* **Your task**
Check every line of the records below for the string "denim" and copy the ones that have it.

::::

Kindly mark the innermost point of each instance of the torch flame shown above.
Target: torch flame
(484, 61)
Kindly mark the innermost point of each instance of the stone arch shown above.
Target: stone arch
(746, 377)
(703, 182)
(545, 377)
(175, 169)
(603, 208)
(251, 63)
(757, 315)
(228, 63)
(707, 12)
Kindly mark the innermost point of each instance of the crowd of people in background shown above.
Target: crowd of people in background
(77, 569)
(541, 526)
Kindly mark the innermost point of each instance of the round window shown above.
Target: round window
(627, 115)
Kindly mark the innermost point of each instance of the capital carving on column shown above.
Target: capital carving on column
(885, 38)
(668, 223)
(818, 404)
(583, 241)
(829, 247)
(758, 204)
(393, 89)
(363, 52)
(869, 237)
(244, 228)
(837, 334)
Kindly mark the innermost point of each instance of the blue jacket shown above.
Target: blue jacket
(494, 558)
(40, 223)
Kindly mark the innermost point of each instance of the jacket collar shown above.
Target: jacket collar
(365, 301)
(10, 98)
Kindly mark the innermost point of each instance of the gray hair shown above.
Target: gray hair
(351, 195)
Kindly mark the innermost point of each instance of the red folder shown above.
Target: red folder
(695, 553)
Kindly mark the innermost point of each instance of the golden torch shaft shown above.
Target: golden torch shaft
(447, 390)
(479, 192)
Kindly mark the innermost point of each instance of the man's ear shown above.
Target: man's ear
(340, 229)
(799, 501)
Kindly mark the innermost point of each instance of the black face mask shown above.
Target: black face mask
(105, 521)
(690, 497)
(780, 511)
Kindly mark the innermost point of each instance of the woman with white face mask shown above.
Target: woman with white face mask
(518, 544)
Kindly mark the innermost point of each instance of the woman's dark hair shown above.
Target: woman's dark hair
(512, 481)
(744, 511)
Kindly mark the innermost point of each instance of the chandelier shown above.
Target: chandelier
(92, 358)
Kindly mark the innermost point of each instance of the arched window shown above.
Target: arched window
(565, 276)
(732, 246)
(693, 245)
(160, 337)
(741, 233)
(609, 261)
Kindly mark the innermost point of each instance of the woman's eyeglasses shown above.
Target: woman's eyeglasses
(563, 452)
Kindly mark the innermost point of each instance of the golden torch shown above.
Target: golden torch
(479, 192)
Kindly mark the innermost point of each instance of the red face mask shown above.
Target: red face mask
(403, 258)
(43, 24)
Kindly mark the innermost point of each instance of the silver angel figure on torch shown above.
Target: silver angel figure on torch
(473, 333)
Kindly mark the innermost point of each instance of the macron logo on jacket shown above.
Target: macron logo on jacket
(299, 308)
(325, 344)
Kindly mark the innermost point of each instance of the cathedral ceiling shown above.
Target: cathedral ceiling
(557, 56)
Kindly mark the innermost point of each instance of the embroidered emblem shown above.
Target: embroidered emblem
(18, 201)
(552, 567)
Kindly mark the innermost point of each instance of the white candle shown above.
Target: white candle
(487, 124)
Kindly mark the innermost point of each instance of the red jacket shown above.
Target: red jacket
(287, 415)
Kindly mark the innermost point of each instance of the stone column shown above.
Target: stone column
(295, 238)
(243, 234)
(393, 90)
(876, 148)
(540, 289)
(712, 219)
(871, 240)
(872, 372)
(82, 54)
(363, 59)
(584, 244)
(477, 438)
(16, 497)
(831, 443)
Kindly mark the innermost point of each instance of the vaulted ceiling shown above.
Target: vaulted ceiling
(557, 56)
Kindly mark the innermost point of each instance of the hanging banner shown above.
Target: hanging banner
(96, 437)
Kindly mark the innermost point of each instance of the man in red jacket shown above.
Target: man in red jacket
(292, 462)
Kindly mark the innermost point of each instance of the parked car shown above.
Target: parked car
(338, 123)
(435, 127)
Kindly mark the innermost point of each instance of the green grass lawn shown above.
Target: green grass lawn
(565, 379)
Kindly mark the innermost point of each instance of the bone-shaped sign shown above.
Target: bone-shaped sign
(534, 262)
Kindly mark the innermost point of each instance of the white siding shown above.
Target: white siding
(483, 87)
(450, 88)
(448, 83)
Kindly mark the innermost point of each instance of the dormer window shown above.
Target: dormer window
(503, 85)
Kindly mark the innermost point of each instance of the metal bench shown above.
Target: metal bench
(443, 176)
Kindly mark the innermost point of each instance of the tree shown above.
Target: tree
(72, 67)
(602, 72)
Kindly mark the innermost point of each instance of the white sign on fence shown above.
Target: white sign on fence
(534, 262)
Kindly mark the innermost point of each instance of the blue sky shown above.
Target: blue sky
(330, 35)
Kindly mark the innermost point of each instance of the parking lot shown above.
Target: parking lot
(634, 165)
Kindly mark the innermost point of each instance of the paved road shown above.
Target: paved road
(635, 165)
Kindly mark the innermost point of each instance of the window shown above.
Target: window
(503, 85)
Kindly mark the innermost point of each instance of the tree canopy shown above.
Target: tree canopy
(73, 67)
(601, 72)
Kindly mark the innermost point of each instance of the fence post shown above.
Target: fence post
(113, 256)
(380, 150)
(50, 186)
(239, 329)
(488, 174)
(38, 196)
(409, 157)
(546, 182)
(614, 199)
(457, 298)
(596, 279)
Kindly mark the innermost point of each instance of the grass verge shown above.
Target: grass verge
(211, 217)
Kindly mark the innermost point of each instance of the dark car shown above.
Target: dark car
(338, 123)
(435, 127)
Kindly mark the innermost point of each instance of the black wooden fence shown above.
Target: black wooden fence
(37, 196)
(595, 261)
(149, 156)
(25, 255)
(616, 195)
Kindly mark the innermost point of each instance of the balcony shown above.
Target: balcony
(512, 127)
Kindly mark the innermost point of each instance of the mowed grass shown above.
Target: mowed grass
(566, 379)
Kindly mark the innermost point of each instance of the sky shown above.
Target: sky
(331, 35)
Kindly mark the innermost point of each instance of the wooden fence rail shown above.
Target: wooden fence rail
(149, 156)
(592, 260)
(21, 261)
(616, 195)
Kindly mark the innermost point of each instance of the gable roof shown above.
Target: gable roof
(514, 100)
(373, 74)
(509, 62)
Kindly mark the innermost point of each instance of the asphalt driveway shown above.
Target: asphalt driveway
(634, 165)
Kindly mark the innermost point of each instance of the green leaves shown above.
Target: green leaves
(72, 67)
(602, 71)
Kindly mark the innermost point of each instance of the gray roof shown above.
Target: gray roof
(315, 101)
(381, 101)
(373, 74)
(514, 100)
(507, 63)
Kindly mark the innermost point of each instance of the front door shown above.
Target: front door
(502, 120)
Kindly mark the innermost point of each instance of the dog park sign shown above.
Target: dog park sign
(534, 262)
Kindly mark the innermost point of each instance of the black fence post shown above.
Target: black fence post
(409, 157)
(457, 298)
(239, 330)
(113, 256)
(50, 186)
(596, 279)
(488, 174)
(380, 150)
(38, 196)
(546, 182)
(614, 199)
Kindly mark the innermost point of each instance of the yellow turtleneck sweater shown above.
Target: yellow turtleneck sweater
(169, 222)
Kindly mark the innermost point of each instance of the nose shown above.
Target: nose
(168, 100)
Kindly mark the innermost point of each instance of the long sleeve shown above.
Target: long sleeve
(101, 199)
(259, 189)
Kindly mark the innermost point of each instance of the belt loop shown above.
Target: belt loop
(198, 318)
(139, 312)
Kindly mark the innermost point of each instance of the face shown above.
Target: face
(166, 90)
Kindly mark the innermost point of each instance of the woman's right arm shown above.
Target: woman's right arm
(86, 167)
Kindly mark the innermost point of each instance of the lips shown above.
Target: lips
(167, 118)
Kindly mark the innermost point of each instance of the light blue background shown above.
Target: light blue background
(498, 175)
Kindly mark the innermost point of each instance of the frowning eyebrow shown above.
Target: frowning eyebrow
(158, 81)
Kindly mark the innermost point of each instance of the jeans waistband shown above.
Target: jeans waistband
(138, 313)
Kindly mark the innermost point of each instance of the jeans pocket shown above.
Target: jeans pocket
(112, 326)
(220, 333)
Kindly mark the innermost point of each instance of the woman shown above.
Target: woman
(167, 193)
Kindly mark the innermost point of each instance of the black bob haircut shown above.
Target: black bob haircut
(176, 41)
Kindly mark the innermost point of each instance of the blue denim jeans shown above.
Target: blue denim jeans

::::

* **Response**
Kindly mark the innermost point of each instance of the blue denim jeans shown above.
Target: blue denim jeans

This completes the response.